2月20日(木)の3,4限に視聴覚室で、奈良女子大学の村井准教授による特別講義がありました。「高校数学の先に拡がる幾何学~トポロジーの世界~」という演題で、同相変換で写りあう図形を同じ図形とみなして図形の性質を調べる、トポロジーという数学を学びました。中学や高校の教科書に記載されていることから出発し、図形の分類の仕方を合同・相似・同相と発展させてきた歴史を感じられる内容でした。最後には近年証明された「ポアンカレ予想」が紹介され、最先端の数学にも触れることができました。

抽出資料.
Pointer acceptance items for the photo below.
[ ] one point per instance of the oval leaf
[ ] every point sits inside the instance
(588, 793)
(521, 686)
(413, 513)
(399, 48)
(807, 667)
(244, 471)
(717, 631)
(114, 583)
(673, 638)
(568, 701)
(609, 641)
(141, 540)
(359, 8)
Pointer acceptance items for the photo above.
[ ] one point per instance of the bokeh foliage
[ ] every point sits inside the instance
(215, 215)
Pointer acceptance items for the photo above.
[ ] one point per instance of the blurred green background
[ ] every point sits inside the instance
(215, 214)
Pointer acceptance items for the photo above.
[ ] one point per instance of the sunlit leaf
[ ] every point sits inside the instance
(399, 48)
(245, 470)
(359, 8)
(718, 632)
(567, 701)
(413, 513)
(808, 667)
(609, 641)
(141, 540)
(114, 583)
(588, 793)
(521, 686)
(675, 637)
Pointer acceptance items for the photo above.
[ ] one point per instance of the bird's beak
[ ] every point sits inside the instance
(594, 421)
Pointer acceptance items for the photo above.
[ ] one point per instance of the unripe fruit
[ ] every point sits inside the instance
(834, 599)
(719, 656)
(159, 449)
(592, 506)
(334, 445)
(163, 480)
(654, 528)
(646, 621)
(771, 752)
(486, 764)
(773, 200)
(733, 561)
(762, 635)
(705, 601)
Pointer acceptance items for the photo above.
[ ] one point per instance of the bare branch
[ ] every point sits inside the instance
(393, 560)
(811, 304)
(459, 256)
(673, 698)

課題.
特別講義についての原文から、「2月20日(木)の3,4限に」から「にも触れることができました。」までをそのまま書き写せ。

解答.
2月20日(木)の3,4限に視聴覚室で、奈良女子大学の村井准教授による特別講義がありました。「高校数学の先に拡がる幾何学~トポロジーの世界~」という演題で、同相変換で写りあう図形を同じ図形とみなして図形の性質を調べる、トポロジーという数学を学びました。中学や高校の教科書に記載されていることから出発し、図形の分類の仕方を合同・相似・同相と発展させてきた歴史を感じられる内容でした。最後には近年証明された「ポアンカレ予想」が紹介され、最先端の数学にも触れることができました。